**Work instruction**. Reproduce every entry precisely as written.

--- Provided data Enclosed Below ---

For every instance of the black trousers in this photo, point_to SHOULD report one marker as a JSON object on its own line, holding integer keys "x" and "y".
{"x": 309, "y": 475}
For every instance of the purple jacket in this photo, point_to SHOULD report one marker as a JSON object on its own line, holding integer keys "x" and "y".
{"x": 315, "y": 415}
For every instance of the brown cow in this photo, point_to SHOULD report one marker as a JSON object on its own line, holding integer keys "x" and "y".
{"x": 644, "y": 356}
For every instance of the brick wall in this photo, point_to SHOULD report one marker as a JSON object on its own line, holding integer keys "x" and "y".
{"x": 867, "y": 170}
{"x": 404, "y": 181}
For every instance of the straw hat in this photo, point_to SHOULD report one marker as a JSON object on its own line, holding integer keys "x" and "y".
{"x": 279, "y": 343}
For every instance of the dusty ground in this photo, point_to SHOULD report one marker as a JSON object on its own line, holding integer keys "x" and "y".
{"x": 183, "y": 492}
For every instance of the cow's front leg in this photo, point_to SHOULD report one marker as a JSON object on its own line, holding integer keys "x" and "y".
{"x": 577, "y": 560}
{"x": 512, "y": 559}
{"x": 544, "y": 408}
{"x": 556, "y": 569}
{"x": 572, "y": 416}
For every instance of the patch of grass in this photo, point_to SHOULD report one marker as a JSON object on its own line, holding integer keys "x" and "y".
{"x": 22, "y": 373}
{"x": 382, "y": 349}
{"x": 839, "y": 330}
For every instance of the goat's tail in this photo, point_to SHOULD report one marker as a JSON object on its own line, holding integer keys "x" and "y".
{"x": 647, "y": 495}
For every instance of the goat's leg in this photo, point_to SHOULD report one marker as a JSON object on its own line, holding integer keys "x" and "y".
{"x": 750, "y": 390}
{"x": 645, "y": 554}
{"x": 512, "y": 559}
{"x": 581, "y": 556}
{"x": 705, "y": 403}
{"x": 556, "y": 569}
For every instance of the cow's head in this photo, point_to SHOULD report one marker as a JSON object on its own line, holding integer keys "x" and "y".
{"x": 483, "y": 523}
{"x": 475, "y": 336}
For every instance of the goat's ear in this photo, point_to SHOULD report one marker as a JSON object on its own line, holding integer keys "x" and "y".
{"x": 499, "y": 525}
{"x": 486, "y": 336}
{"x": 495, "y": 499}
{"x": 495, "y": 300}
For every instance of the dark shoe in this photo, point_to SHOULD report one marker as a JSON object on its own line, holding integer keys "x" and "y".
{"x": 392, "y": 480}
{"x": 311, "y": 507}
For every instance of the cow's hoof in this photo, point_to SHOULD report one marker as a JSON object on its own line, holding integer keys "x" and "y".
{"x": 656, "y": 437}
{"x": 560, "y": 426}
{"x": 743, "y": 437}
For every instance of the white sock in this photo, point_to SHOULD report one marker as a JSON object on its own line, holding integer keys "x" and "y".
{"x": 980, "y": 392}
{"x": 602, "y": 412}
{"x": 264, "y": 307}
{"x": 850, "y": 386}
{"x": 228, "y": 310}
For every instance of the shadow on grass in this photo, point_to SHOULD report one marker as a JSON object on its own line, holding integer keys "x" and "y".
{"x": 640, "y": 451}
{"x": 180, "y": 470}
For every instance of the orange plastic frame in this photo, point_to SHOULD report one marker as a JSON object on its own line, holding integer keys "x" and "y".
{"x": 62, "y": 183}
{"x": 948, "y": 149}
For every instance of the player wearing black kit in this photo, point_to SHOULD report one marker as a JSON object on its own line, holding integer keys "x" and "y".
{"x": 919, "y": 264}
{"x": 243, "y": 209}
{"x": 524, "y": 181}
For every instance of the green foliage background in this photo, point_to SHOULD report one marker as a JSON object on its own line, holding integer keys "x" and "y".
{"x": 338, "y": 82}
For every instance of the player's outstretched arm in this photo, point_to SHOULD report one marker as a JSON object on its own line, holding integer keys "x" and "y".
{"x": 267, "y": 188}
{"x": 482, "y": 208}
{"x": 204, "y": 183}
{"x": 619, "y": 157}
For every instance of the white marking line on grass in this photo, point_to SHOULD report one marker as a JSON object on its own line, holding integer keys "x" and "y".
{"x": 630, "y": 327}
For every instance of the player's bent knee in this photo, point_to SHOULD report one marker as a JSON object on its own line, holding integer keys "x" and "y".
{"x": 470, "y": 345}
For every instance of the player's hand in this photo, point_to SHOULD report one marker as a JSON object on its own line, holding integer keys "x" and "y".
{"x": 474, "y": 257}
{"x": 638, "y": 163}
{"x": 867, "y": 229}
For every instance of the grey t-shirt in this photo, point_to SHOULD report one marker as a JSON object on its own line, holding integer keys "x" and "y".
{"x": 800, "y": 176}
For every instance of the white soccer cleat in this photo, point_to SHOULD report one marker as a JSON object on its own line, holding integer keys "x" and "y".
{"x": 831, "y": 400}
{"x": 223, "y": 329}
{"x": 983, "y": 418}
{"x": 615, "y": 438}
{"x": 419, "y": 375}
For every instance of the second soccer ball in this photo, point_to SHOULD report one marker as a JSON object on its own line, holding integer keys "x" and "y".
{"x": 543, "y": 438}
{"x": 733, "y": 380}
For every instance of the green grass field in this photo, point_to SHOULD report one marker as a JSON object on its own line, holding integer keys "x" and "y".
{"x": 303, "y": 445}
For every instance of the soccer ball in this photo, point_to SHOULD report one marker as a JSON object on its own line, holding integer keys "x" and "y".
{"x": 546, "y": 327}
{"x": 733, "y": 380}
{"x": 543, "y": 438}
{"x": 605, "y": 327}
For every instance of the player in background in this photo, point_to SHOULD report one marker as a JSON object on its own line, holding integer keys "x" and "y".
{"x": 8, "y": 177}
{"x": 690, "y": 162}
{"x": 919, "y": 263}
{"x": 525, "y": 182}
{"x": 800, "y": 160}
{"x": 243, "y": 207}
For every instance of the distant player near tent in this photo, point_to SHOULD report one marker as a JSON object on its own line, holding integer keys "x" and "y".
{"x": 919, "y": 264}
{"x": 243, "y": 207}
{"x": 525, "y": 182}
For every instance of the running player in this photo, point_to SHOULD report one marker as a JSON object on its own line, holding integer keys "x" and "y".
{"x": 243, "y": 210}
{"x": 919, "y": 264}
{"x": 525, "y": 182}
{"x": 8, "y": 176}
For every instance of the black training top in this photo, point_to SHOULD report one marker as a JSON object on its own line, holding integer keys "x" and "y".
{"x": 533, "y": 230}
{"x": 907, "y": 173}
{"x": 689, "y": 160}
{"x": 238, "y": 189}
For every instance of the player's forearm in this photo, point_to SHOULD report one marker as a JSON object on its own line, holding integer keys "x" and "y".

--- End of Enclosed Provided data ---

**Answer to the exercise**.
For every instance of the black trousers in this photo, point_to SHOULD report one marker as a JSON object on its own line, holding integer keys "x" and "y".
{"x": 309, "y": 475}
For every instance of the purple jacket in this photo, point_to SHOULD report one marker as a JSON object on its own line, holding integer keys "x" and "y".
{"x": 315, "y": 415}
For every instance of the brown cow in this photo, point_to SHOULD report one marker as a JSON object on its own line, holding integer keys "x" and "y".
{"x": 644, "y": 356}
For every instance of the brick wall in this photo, point_to SHOULD report one marker as a JSON object on its own line, holding integer keys "x" and "y".
{"x": 867, "y": 170}
{"x": 404, "y": 181}
For every instance of the straw hat in this photo, point_to SHOULD report one marker as a JSON object on its own line, holding integer keys "x" and "y".
{"x": 279, "y": 343}
For every instance of the dusty ground in this photo, point_to SHOULD report one marker as a JSON object on its own line, holding integer keys "x" and "y".
{"x": 183, "y": 492}
For every instance of the cow's front leg in this photo, point_to SHOULD report one marker as a JSON object on its own line, holding integer keys "x" and "y".
{"x": 577, "y": 560}
{"x": 512, "y": 559}
{"x": 544, "y": 408}
{"x": 556, "y": 569}
{"x": 572, "y": 416}
For every instance of the patch of grass in this photo, point_to SHOULD report one marker as a JSON object on its own line, holding integer keys "x" and "y".
{"x": 22, "y": 373}
{"x": 382, "y": 349}
{"x": 839, "y": 330}
For every instance of the goat's tail in this photo, point_to SHOULD report one marker as a JSON object on its own line, holding integer keys "x" and "y".
{"x": 647, "y": 495}
For every instance of the goat's leg in this photo, point_to SHOULD report one marker as a JSON object on its own line, holding integer keys "x" and "y".
{"x": 750, "y": 390}
{"x": 645, "y": 554}
{"x": 512, "y": 559}
{"x": 581, "y": 556}
{"x": 705, "y": 403}
{"x": 556, "y": 569}
For every instance of the cow's head in this photo, point_to SHOULD report one marker as a JSON object on its own line, holding integer keys "x" and "y".
{"x": 483, "y": 523}
{"x": 475, "y": 336}
For every instance of the goat's ear in this photo, point_to SHOULD report one marker as a JSON object on its own line, holding integer keys "x" and "y".
{"x": 499, "y": 525}
{"x": 486, "y": 336}
{"x": 495, "y": 499}
{"x": 495, "y": 300}
For every instance of the dark shoe in this photo, point_to SHOULD report one marker as a JSON object on its own line, holding integer keys "x" and "y".
{"x": 392, "y": 480}
{"x": 311, "y": 507}
For every instance of the cow's hoof in this photo, point_to SHOULD report one marker as a JSON object on its own line, holding integer keys "x" and "y".
{"x": 656, "y": 437}
{"x": 560, "y": 426}
{"x": 743, "y": 437}
For every instance of the white sock in this photo, point_to SHOULD report one marker as a JSON object on its own line, holding integer keys "x" and "y".
{"x": 980, "y": 392}
{"x": 602, "y": 412}
{"x": 264, "y": 307}
{"x": 850, "y": 386}
{"x": 228, "y": 310}
For every instance of the shadow on grass in this photo, point_to SHOULD report one marker as a JSON object on its own line, holding integer keys "x" and "y".
{"x": 640, "y": 451}
{"x": 180, "y": 470}
For every instance of the orange plastic frame in this photo, point_to SHOULD report one marker as a JSON object on its own line, holding integer keys "x" and "y".
{"x": 62, "y": 183}
{"x": 948, "y": 149}
For every instance of the player wearing black kit in this photo, point_to SHOULD report one marker as a JSON object on its own line, holding integer keys "x" and "y".
{"x": 919, "y": 264}
{"x": 243, "y": 209}
{"x": 524, "y": 181}
For every instance of the green foliage background in this photo, point_to SHOULD report one marker as a JSON object on its own line, holding integer keys "x" and "y".
{"x": 338, "y": 82}
For every instance of the player's outstretched arm in this photo, point_to SHOULD report one marker as a JSON object on its own line, holding integer keys "x" and "y".
{"x": 267, "y": 188}
{"x": 482, "y": 208}
{"x": 204, "y": 183}
{"x": 619, "y": 157}
For every instance of the white marking line on grass in this photo, point_to SHOULD report one marker as a JSON object on its own line, holding integer keys "x" and "y".
{"x": 630, "y": 327}
For every instance of the player's bent knee in this photo, point_to SHOULD report one marker as a JSON object on its own line, holding integer keys "x" and "y".
{"x": 470, "y": 345}
For every instance of the player's hand in this photo, point_to SHOULD report one marker as a JSON object on its own line, holding integer keys "x" and "y".
{"x": 474, "y": 257}
{"x": 638, "y": 163}
{"x": 867, "y": 229}
For every instance of the grey t-shirt in this photo, point_to SHOULD report one marker as a JSON object on its own line, holding integer keys "x" and "y".
{"x": 800, "y": 176}
For every instance of the white soccer cleat in this photo, point_to SHOULD report one marker as a JSON object on its own line, holding integer keys "x" and "y".
{"x": 831, "y": 400}
{"x": 223, "y": 329}
{"x": 983, "y": 418}
{"x": 615, "y": 438}
{"x": 419, "y": 375}
For every instance of the second soccer ball in this photo, point_to SHOULD report one marker as a JSON object on its own line, holding integer keys "x" and "y".
{"x": 543, "y": 438}
{"x": 733, "y": 380}
For every instance of the green grass field in this photo, point_to SHOULD report one marker as a JSON object on its own line, holding integer keys "x" and "y".
{"x": 303, "y": 445}
For every instance of the soccer ball in this photo, point_to SHOULD report one marker as a JSON object on its own line, holding integer keys "x" and "y".
{"x": 546, "y": 327}
{"x": 733, "y": 380}
{"x": 543, "y": 438}
{"x": 605, "y": 327}
For every instance of the player in background in this photo, point_to SHOULD report one marker as a JSON object on its own line, holding integer keys "x" and "y".
{"x": 8, "y": 177}
{"x": 690, "y": 162}
{"x": 919, "y": 263}
{"x": 525, "y": 182}
{"x": 800, "y": 160}
{"x": 243, "y": 207}
For every instance of the distant player near tent in this photo, point_to SHOULD report one marker as a JSON object on its own line, holding integer keys "x" and "y".
{"x": 919, "y": 264}
{"x": 243, "y": 207}
{"x": 525, "y": 182}
For every instance of the running player in this photo, point_to SHOULD report one marker as a JSON object on its own line, holding integer keys "x" and "y".
{"x": 243, "y": 210}
{"x": 919, "y": 264}
{"x": 525, "y": 182}
{"x": 8, "y": 176}
For every instance of the black training top in this photo, point_to SHOULD report one marker as a JSON object on its own line, holding integer keys "x" and "y".
{"x": 533, "y": 230}
{"x": 907, "y": 173}
{"x": 689, "y": 160}
{"x": 238, "y": 189}
For every instance of the player's forearm in this photo, point_to SHOULD report one marker as a JSON object on its own line, holding integer keys "x" and "y".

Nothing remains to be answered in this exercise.